Directions for this task » Reproduce the lines starting with the one containing "mast antenna --all-instances" and going through the one containing "Provide the mask of every instance of the mast", swapping "mast antenna" for "radio mast" and leaving everything else as it is.

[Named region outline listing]

────────

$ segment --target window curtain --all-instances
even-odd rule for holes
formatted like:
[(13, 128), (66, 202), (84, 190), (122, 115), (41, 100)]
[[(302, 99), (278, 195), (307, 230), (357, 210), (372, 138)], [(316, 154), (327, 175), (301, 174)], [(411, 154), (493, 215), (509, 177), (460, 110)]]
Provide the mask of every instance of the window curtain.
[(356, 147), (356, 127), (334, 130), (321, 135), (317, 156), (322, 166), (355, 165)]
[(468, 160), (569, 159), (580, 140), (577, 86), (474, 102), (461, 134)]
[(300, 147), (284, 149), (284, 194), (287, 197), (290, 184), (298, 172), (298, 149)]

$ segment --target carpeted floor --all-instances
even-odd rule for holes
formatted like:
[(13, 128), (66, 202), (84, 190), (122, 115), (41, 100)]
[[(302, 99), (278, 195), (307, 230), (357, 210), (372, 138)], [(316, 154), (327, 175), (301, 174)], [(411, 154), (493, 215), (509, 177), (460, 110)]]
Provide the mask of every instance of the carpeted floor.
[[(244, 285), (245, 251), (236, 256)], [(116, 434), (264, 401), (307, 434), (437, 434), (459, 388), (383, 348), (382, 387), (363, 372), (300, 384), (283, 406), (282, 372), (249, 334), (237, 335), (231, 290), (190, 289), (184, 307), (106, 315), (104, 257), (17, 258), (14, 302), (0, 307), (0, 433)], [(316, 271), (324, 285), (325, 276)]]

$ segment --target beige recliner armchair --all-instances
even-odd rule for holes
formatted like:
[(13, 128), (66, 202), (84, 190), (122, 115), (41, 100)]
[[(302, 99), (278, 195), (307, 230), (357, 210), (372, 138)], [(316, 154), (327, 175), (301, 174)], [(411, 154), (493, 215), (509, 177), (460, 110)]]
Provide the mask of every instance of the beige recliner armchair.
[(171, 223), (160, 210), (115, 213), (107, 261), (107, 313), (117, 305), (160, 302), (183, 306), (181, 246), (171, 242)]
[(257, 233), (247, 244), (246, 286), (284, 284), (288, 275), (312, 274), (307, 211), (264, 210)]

────────

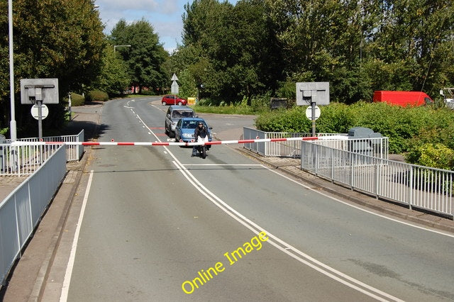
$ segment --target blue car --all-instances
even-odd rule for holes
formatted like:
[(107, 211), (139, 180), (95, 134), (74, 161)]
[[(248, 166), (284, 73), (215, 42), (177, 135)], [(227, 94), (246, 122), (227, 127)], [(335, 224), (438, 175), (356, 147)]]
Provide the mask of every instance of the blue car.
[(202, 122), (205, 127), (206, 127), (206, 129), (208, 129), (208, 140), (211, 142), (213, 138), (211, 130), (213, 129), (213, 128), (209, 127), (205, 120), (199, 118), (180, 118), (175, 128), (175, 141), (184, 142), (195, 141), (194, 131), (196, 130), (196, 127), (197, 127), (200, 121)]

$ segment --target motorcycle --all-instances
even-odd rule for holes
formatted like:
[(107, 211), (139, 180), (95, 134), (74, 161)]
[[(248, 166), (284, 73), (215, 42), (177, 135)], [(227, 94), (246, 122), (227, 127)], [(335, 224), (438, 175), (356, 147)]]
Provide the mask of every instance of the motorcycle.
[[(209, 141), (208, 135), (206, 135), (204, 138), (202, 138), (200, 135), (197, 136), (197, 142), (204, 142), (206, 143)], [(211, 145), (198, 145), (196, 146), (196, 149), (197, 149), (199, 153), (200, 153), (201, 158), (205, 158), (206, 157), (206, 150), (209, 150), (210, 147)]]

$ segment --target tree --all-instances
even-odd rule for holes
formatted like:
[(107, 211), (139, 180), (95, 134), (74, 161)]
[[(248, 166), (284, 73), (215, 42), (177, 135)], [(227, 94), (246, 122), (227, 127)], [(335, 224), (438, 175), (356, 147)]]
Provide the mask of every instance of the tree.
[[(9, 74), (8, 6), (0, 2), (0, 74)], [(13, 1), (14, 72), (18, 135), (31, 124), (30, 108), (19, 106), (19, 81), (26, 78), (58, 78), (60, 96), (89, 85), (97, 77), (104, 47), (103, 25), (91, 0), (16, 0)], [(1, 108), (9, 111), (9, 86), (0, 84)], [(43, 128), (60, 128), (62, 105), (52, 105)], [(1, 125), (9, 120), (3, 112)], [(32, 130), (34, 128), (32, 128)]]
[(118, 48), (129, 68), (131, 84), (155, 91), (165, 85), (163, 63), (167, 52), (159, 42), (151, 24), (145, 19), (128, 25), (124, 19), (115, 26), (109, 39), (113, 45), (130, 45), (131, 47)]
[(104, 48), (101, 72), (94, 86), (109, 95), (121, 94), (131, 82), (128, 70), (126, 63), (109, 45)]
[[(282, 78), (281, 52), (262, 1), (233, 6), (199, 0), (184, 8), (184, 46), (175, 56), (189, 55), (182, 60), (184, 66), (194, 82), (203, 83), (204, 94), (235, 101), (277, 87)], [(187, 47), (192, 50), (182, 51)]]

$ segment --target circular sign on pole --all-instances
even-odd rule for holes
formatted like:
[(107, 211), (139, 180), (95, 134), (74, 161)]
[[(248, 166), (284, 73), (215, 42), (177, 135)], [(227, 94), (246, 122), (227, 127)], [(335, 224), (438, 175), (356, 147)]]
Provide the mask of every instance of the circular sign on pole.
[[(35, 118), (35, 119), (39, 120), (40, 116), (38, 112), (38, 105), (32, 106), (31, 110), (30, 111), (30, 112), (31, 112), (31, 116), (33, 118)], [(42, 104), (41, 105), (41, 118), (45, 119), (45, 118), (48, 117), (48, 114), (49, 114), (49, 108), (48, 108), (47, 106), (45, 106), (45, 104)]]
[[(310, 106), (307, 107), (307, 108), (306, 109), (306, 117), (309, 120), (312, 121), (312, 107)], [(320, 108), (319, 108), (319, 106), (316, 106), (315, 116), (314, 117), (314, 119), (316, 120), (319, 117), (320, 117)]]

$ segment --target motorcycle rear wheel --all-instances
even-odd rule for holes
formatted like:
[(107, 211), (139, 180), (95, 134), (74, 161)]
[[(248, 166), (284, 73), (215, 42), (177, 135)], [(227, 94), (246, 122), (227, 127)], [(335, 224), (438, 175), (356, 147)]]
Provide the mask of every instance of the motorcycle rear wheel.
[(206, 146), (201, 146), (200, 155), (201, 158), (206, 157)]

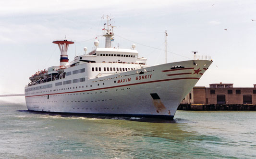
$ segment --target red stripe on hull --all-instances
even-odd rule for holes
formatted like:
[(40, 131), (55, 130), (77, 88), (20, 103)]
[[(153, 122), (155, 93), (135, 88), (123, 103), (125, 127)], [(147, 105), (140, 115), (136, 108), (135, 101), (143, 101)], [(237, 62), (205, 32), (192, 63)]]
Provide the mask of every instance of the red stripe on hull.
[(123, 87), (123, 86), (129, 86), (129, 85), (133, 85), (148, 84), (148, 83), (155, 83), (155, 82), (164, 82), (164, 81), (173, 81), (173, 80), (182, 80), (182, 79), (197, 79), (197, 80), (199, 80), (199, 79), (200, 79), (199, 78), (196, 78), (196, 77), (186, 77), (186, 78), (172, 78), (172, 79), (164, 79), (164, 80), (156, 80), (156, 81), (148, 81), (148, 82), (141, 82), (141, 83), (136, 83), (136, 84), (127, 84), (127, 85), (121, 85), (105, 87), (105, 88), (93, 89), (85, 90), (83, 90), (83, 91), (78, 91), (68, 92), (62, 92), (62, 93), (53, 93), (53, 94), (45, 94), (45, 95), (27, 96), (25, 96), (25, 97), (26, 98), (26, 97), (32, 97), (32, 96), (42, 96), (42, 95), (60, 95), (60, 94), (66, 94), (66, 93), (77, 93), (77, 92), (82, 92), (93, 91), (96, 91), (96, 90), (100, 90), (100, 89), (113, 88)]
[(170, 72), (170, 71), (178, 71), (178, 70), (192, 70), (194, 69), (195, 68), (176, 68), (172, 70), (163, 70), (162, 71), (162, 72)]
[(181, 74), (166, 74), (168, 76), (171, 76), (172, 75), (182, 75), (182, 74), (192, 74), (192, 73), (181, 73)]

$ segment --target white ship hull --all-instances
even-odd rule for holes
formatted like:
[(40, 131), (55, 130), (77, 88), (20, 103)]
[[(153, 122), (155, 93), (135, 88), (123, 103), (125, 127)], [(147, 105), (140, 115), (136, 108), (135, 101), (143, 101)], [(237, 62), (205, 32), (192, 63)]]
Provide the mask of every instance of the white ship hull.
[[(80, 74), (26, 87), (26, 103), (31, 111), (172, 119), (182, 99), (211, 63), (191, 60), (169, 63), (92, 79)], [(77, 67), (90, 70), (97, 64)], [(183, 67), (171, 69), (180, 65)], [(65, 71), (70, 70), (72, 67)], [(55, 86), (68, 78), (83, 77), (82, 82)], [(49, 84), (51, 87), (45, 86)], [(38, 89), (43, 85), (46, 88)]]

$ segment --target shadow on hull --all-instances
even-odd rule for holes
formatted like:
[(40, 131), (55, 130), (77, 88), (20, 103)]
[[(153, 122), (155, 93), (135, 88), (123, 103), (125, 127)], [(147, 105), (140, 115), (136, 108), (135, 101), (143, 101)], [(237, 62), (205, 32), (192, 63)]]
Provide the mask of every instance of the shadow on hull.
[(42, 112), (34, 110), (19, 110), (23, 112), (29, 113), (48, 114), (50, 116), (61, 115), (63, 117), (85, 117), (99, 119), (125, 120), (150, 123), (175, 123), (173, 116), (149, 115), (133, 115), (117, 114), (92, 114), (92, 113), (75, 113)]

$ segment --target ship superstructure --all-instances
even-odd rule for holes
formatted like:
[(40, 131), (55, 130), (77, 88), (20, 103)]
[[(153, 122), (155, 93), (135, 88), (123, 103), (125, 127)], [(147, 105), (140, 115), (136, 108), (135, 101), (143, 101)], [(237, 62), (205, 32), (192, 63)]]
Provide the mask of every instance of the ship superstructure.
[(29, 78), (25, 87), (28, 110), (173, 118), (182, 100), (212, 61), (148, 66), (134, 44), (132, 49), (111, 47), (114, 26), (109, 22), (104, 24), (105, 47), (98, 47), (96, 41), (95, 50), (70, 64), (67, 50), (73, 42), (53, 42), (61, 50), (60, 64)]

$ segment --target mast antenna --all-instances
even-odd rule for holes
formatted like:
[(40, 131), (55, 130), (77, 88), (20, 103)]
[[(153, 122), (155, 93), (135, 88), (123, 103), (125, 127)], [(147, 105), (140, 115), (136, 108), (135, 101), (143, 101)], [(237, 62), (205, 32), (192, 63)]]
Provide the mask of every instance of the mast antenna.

────────

Task result »
$ segment --target radio mast --all-instances
even-odd rule for holes
formatted like:
[(40, 131), (55, 130), (77, 88), (20, 103)]
[[(153, 122), (155, 93), (135, 88), (123, 103), (125, 127)], [(147, 105), (140, 115), (136, 108), (135, 101), (143, 101)], [(237, 62), (205, 32), (192, 63)]]
Provide the mask of every instance of the radio mast.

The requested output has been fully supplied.